§ EXTRAIT DU DOCUMENT:

• • • • •

Bien que le scénario des frappes militaires sur l'Iran n'est jamais été
totalement exclu, celui-ci refait régulièrement surface à la une de
l'actualité, principalement en fonction d'un agenda diplomatique judicieusement
choisi.
Dernier exemple en date, les déclarations de plusieurs responsables
israéliens au début de ce mois de novembre qui, à l'instar du président Shimon
Peres, estimaient que la solution militaire à la question nucléaire iranienne
était dorénavant plus proche que la solution diplomatique. Le choix de ces
déclarations, à la veille de la remise par l'AIEA de son dernier rapport sur
les activités nucléaires de Téhéran, n'est pas anodin. Il permet de mettre sous
pression les grande puissances en charge de la gestion du dossier avec un
message sous-entendu mais on ne peut plus clair : soit vous adoptez un rapport
suffisamment incriminant justifiant des sanctions susceptibles de faire plier
le régime des Mollahs et ainsi garantir notre sécurité, soit nous assurerons
nous-même cette sécurité par le biais d'une action militaire unilatérale dont
les répercussions régionales devront être supportées par tous.
Il n'empêche que si ces déclarations interviennent généralement à un
moment politique judicieusement choisi, leur cantonnement actuel à la seule
rhétorique n'a rien de définitif, Israël disposant de moyens suffisants que pour frapper les installations nucléaires iraniennes. De même, les Etats-Unis et le
Royaume-Uni n'ont également pas pour leur part exclu un possible recours à
la force, bien que ce scénario ne puisse intervenir qu'en dernier
recours.
Mais la question est ici mal posée. Posséder une capacité militaire suffisante que
pour atteindre les installations nucléaires iraniennes en dépit des difficultés
et des risques inhérents à une telle opération ne garantit en rien que de
telles frappes mettraient un coup d'arrêt définitif au programme nucléaire de
Téhéran. La vraie question qu'il convient donc de se poser est la suivante :
ces frappes auraient-elles bel et bien la capacité de stopper le programme
nucléaire iranien ? Et ici, rien n'est moins sur. De l'aveu même de Robert
Gates, une campagne de frappes, même massive, ne permettrait que de retarder
l'échéance d'un Iran nucléaire que d'approximativement 3 ans. L'ancien
secrétaire d'Etat à la défense est ici rejoins dans son analyse par l'actuel
chef d'état-major des forces armées américaines, l'Amiral Mike Mullen, auteur
de déclarations similaires.
Aussi,
quand bien même Israël et/ou les Etats-Unis et leurs alliés décideraient de se
lancer dans l'aventure des frappes militaires contre le régime des Mollahs,
quelles pourraient-être les conséquences à l'échelon régionale d'une pareille
initiative ?
- Tout
d'abord nous l'avons dit, l'issue de ces frappes demeurerait incertaine.

• • • • •

§ DONNÉES:
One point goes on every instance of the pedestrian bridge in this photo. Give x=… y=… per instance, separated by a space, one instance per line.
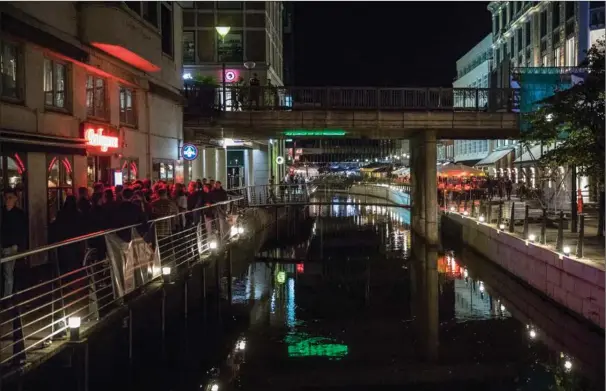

• • • • •

§ CONSIGNES:
(a) Selon Robert Gates, cité dans l'extrait sur les frappes contre l'Iran, de combien de temps une campagne de frappes, même massive, retarderait-elle l'avènement d'un Iran nucléaire ?
(b) Poursuivez l'extrait sur les frappes contre l'Iran à partir de sa dernière phrase.

§ RÉPONSES:
(a) D'approximativement trois ans.

(b)
Détruire les installations nucléaires critiques n'est en rien synonyme d'une
annihilation du know-how dans le domaine du nucléaire militaire. De
plus, ces frappes justifieraient la rhétorique
"anti-américano-sioniste" du régime islamique et renforcerait plus
que probablement sa volonté de se doter de l'arme nucléaire tout en lui donnant
un argument de poids en vue de légitimer l'acquisition d'un tel armement. A termes,
l'acquisition par la république islamique d'une capacité nucléaire militaire
serait susceptible de plonger le Moyen-Orient dans une course aux armements
dont la dynamique engendrerait instabilité et accroissement du risque de
conflit. Comme l'ont démontré les travaux de G. Allison, Professeur à l'université d'Harvard : au plus grand est le
nombre d'acteur possédant une capacité militaire nucléaire au niveau systémique
(ici le Moyen-Orient), au plus grand est le risque d'une mauvaise
interprétation des signaux nucléaires de chacun parmi ces acteurs et par
conséquent, le risque de frappes préemptives.
- Au
niveau de la politique intérieure iranienne, il convient de garder à l'esprit
que toute provocation se voulant déstabilisatrice en provenance de l'extérieure
aura au contraire un effet stabilisateur à l'intérieur. En effet, même si le
régime actuel vit depuis le 12 juin 2009 sa plus grande crise de légitimité
depuis son avènement, il convient d'éviter les raccourcis simplificateurs.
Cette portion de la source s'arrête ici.